++++ DATA FOR REVIEW

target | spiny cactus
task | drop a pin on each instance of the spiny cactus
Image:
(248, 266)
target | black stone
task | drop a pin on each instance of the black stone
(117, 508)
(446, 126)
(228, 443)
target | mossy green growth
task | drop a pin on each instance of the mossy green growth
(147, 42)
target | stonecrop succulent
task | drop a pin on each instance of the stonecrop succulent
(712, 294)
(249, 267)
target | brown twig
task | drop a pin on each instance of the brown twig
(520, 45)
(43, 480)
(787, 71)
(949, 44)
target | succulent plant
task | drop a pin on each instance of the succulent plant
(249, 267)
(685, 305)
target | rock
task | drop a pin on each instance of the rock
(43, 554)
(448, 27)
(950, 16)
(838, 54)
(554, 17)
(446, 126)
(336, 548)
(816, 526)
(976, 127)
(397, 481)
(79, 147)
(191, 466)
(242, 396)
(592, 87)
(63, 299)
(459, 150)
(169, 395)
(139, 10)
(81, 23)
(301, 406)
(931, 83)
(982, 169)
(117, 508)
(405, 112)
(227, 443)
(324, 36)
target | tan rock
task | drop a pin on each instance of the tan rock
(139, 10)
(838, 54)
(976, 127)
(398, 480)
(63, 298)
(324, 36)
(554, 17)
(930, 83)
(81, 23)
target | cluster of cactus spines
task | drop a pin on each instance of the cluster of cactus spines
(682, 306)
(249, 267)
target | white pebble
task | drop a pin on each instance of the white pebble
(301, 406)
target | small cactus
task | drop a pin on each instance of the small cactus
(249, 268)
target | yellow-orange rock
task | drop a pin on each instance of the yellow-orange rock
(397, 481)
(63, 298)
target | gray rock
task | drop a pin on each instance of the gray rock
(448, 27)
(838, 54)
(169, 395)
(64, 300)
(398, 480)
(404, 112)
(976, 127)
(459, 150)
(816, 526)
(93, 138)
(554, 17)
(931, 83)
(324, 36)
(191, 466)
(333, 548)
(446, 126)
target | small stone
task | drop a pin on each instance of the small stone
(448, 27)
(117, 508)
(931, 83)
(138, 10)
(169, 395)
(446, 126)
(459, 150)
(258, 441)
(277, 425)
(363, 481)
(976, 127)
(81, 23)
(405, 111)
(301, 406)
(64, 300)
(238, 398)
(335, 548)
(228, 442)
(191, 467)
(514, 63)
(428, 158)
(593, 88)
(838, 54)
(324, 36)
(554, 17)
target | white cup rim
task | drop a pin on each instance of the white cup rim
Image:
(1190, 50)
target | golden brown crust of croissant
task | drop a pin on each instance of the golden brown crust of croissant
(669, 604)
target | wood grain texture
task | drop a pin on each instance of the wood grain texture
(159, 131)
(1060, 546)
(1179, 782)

++++++++
++++ DATA FOR REVIEW

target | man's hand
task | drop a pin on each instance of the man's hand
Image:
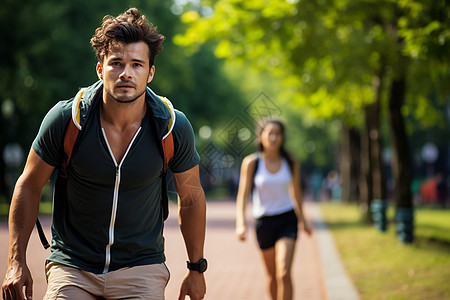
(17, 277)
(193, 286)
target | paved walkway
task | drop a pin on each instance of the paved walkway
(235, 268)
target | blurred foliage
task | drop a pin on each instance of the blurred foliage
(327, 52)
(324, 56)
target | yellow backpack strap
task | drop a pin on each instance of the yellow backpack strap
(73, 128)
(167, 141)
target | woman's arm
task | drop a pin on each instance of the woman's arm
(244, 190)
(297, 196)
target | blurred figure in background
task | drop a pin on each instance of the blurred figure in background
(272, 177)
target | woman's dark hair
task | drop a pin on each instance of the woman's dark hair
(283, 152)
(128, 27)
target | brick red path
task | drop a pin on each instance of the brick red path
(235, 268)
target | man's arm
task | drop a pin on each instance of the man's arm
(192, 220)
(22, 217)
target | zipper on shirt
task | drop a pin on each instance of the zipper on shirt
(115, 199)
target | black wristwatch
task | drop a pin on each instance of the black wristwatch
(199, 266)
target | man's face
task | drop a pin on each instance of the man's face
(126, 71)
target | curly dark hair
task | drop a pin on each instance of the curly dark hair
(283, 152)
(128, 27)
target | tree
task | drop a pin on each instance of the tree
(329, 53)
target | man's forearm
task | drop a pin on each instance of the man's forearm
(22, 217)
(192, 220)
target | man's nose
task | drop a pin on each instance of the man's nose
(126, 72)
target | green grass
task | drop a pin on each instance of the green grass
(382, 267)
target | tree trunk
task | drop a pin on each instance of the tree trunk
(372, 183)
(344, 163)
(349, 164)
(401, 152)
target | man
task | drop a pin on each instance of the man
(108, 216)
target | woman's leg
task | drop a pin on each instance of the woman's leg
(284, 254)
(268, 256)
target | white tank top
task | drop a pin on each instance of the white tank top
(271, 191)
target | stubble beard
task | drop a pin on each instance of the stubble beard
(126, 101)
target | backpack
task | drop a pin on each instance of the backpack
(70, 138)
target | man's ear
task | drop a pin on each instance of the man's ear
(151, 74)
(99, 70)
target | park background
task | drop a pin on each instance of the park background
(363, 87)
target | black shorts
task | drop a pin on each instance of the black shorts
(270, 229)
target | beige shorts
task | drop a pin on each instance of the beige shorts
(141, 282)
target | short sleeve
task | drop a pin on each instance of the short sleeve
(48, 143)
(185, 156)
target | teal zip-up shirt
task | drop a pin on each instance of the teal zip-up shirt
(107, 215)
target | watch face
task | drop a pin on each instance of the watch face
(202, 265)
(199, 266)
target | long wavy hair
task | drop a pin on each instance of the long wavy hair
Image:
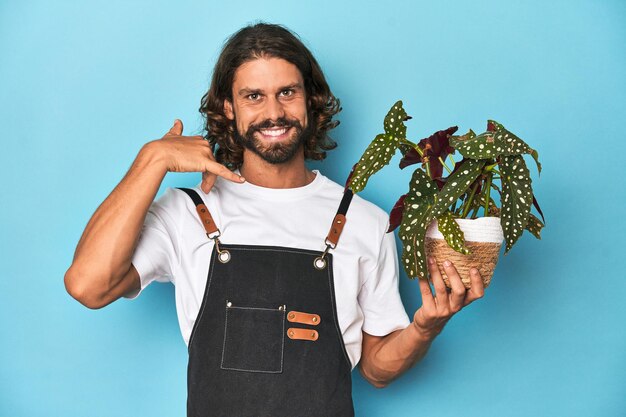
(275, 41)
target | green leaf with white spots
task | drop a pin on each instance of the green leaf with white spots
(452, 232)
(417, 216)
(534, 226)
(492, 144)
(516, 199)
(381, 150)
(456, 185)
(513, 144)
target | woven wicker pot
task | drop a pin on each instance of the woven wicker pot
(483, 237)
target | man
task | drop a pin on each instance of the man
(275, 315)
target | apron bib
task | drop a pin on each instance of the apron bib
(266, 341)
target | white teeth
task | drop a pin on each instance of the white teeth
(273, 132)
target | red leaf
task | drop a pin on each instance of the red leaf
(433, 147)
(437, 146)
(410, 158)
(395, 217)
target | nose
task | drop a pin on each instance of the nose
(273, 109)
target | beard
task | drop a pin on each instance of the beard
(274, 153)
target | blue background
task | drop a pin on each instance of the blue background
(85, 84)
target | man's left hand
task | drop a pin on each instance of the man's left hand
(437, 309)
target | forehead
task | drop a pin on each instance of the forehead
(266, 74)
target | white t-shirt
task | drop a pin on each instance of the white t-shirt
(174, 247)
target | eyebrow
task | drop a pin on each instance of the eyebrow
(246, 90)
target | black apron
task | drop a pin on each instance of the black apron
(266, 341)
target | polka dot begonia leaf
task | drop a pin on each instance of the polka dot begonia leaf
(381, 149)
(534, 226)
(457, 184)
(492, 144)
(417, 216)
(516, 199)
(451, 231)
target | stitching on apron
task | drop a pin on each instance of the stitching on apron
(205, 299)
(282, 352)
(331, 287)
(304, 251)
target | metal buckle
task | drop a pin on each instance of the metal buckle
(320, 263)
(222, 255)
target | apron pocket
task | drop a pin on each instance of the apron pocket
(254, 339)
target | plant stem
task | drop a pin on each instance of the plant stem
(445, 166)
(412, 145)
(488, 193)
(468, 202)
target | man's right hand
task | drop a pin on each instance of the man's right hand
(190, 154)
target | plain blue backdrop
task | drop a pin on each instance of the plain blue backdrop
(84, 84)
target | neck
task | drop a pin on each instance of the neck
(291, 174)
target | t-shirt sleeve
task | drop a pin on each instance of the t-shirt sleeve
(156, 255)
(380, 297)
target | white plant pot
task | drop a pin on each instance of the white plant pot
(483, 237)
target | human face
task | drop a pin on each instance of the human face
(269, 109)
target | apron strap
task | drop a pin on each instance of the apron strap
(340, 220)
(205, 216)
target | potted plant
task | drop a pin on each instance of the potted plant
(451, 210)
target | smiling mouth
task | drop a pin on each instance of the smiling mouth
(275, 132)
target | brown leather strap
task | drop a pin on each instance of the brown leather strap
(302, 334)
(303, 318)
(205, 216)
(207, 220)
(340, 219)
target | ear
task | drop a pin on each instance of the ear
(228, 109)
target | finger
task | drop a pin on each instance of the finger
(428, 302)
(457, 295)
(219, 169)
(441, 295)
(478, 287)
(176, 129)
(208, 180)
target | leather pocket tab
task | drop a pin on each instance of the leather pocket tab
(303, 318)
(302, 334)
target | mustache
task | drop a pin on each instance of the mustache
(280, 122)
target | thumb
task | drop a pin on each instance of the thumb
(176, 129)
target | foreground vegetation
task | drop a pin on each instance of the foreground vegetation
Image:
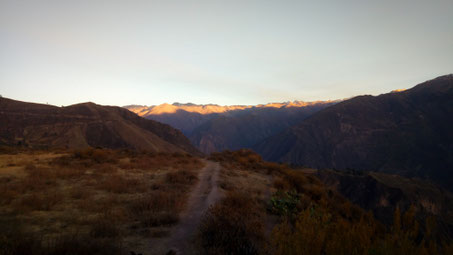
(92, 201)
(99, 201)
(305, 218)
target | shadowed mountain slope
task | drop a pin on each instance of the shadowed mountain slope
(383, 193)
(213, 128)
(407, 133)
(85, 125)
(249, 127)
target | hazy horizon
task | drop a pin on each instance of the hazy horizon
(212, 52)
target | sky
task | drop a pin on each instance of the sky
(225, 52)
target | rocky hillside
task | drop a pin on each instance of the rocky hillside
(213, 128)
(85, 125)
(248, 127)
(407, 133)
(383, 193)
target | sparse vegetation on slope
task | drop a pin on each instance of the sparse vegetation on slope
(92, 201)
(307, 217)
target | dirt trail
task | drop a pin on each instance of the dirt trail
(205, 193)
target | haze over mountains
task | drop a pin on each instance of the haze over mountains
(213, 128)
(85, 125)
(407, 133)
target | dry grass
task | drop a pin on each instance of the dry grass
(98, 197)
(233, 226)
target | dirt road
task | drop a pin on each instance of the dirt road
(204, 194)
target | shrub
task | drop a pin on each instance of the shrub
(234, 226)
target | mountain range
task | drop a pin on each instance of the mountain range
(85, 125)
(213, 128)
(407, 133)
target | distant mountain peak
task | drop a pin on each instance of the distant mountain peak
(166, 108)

++++++++
++++ DATA FOR REVIEW

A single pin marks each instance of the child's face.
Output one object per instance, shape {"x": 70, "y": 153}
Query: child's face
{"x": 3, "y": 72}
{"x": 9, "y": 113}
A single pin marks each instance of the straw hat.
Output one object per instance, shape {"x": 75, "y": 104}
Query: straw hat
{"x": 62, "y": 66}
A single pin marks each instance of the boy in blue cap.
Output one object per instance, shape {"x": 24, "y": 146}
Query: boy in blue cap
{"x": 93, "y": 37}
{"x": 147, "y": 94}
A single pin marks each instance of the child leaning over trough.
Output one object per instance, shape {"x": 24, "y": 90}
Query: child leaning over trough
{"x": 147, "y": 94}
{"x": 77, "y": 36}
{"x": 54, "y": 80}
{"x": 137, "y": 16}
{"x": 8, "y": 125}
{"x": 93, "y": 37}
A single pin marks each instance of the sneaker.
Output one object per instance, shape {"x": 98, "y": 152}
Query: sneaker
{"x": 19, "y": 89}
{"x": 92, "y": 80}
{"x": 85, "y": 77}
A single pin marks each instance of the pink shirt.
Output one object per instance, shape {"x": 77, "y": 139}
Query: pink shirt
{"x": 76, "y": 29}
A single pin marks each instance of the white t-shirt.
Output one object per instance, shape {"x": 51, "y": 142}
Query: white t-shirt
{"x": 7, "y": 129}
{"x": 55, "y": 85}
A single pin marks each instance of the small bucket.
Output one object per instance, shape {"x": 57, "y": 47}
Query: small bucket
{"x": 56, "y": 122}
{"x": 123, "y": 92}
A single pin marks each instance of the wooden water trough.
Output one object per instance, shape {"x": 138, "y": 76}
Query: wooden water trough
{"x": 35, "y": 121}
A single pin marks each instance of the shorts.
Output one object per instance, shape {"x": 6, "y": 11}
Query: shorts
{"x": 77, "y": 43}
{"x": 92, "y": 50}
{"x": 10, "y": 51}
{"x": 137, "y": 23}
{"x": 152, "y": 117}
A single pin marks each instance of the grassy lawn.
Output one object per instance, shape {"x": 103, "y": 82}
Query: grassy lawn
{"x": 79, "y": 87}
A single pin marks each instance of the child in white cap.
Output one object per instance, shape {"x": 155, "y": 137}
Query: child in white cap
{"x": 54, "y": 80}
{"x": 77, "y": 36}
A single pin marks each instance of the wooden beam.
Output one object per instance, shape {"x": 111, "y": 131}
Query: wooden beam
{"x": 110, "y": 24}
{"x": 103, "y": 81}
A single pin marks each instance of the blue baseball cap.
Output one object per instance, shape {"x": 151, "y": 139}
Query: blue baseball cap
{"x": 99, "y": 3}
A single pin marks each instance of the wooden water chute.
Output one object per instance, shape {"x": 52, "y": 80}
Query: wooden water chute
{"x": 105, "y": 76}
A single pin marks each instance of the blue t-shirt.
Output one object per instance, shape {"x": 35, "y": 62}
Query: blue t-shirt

++++++++

TASK DESCRIPTION: Copy, exactly and only, the lines above that begin with the one containing "target | spiny cactus" and finish with the one containing "target | tan rock".

REPLY TO THE EXERCISE:
target | spiny cactus
task | drop a pin on each instance of the spiny cactus
Image:
(248, 266)
target | black stone
task | drop a pin on each instance of the black stone
(117, 508)
(446, 126)
(228, 443)
target | mossy green growth
task | drop a pin on each instance of the mossy green growth
(147, 42)
target | stonecrop succulent
task | drop a pin on each instance of the stonecrop succulent
(712, 294)
(249, 267)
target | brown twig
task | drop a pin on each instance of the brown twig
(520, 45)
(43, 480)
(787, 71)
(949, 44)
target | succulent plant
task | drop a pin on each instance of the succulent plant
(249, 267)
(685, 305)
target | rock
task | drop a pin on each instance of the rock
(43, 554)
(448, 27)
(950, 16)
(838, 54)
(554, 17)
(446, 126)
(336, 548)
(816, 526)
(976, 127)
(397, 481)
(79, 147)
(191, 466)
(242, 396)
(592, 87)
(63, 299)
(459, 150)
(169, 395)
(139, 10)
(81, 23)
(301, 406)
(931, 83)
(982, 169)
(117, 508)
(405, 112)
(227, 443)
(324, 36)
target | tan rock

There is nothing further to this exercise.